INPUT
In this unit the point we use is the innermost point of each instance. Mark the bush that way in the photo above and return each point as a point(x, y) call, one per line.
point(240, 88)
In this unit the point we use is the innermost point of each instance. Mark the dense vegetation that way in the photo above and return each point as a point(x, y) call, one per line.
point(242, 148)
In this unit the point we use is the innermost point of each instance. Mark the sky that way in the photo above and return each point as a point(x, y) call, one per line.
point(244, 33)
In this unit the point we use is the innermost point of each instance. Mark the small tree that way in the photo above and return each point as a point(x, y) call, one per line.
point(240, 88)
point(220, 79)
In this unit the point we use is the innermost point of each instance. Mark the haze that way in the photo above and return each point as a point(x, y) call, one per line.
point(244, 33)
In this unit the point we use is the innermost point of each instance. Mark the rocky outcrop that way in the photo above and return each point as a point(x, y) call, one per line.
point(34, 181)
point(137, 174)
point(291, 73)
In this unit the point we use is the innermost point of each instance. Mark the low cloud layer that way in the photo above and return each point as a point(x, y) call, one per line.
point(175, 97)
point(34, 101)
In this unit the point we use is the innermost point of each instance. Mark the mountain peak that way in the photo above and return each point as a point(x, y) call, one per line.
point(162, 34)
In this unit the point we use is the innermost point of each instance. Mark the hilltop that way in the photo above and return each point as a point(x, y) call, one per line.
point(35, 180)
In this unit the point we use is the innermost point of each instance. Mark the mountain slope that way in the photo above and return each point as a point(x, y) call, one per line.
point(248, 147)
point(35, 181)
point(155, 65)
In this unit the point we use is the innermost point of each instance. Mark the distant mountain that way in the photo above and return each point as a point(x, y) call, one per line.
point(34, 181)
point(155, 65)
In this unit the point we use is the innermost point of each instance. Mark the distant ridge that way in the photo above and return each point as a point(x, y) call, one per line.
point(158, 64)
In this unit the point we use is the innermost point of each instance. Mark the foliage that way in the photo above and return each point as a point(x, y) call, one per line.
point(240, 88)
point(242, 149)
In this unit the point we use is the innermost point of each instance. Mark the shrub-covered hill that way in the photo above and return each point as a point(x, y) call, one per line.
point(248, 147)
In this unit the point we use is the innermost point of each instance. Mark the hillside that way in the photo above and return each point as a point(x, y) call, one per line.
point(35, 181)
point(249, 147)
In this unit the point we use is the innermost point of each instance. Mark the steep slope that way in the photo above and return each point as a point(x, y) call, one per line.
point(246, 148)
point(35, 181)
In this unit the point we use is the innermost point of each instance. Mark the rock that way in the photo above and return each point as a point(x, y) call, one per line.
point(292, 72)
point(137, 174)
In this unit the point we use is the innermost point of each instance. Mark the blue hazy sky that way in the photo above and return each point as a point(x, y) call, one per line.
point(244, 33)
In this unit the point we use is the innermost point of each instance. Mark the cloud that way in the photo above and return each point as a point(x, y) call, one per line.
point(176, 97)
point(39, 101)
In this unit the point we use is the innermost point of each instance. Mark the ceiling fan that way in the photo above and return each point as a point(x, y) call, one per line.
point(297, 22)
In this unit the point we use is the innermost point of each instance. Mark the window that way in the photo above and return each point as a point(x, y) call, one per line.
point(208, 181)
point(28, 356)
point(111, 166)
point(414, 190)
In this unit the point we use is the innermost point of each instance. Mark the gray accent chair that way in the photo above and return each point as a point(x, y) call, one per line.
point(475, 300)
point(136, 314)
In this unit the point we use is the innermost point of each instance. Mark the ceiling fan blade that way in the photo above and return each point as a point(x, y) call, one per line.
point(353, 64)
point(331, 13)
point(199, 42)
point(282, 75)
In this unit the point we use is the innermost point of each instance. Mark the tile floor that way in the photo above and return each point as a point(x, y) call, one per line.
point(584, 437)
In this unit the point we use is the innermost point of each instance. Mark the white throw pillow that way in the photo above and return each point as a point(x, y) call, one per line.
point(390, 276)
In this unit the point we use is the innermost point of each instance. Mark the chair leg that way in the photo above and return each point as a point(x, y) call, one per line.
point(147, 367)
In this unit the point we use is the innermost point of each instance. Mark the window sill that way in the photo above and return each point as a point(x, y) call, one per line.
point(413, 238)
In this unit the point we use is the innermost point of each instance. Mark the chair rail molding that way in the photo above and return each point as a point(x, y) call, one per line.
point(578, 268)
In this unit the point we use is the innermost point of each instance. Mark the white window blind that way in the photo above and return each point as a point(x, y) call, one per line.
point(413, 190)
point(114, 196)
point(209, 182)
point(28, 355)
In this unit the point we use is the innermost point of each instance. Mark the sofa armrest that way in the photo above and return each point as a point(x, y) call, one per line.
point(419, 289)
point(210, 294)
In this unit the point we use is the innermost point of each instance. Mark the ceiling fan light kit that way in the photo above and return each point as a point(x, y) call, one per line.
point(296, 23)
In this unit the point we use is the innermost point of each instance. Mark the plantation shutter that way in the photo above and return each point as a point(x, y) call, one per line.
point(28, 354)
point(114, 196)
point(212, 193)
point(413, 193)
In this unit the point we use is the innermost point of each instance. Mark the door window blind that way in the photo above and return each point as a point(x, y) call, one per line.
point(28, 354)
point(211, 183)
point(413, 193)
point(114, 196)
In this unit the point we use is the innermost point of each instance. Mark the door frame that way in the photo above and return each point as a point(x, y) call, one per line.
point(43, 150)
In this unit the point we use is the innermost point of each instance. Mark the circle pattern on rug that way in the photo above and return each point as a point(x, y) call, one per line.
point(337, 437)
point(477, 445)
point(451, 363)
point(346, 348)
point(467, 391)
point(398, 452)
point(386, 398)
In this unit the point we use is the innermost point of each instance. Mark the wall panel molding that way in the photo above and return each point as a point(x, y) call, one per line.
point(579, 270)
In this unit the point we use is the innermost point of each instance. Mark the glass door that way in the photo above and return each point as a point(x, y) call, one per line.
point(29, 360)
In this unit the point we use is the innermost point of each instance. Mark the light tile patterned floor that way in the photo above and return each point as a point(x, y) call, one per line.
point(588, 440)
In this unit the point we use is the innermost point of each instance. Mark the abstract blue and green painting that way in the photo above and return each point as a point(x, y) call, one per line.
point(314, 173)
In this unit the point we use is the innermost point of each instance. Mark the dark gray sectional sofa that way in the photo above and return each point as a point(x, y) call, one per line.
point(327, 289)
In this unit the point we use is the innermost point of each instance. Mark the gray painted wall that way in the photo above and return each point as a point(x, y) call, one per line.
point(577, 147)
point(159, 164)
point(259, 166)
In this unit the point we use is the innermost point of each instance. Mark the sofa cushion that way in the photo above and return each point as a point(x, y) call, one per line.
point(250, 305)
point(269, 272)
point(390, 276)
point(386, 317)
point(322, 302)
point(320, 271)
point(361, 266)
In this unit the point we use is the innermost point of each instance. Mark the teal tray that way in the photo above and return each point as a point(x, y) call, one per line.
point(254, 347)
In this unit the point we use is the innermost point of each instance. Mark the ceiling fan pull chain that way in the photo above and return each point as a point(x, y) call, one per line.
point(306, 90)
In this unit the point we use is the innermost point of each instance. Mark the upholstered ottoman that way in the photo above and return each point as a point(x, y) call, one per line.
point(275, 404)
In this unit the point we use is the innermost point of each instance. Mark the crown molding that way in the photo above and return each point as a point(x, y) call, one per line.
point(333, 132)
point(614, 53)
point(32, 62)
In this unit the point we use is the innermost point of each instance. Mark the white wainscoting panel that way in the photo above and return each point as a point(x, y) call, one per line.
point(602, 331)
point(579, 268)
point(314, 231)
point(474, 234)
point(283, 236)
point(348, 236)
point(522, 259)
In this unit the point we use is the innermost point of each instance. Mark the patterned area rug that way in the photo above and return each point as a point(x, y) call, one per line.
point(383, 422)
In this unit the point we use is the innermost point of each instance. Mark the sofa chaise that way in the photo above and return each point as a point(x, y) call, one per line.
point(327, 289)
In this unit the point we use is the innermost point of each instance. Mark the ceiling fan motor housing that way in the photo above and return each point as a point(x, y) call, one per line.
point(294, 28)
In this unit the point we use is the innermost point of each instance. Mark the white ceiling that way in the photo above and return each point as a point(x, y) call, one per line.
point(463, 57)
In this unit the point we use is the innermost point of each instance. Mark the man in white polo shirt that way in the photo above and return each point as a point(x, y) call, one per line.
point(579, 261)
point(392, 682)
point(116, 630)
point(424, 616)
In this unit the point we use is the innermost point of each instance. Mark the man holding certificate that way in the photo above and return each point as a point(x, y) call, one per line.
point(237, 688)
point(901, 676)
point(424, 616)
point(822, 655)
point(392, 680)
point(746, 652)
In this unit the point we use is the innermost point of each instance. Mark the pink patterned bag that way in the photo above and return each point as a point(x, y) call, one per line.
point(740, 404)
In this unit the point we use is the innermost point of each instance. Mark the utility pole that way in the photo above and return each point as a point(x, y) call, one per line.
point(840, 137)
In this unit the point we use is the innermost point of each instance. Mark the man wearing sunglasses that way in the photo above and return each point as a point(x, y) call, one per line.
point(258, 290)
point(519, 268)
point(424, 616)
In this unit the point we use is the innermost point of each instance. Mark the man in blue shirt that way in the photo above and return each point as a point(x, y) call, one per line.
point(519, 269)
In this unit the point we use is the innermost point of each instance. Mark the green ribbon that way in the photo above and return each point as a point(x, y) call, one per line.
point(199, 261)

CHALLENGE
Copy the listing above without changes, from the line with "Mark the small" up to and including the line with "point(34, 101)".

ANSWER TO THIS TASK
In this unit the point we use is the innermost point of each instance. Mark the small tree that way in the photo above and return each point as a point(x, y) call, one per line.
point(240, 88)
point(220, 79)
In this unit the point we use is the innermost point of each instance. Mark the haze that way in the photo above and return each point as a point(x, y) call, one per line.
point(244, 33)
In this unit the point we use is the innermost point of each instance. Mark the rocky outcrop that way in the photo above and return each point as a point(x, y) call, one per line.
point(34, 181)
point(137, 174)
point(291, 73)
In this unit the point we use is the innermost point of each instance. Mark the low cloud layer that way in the photo above and return each point as a point(x, y) call, one per line.
point(175, 97)
point(34, 101)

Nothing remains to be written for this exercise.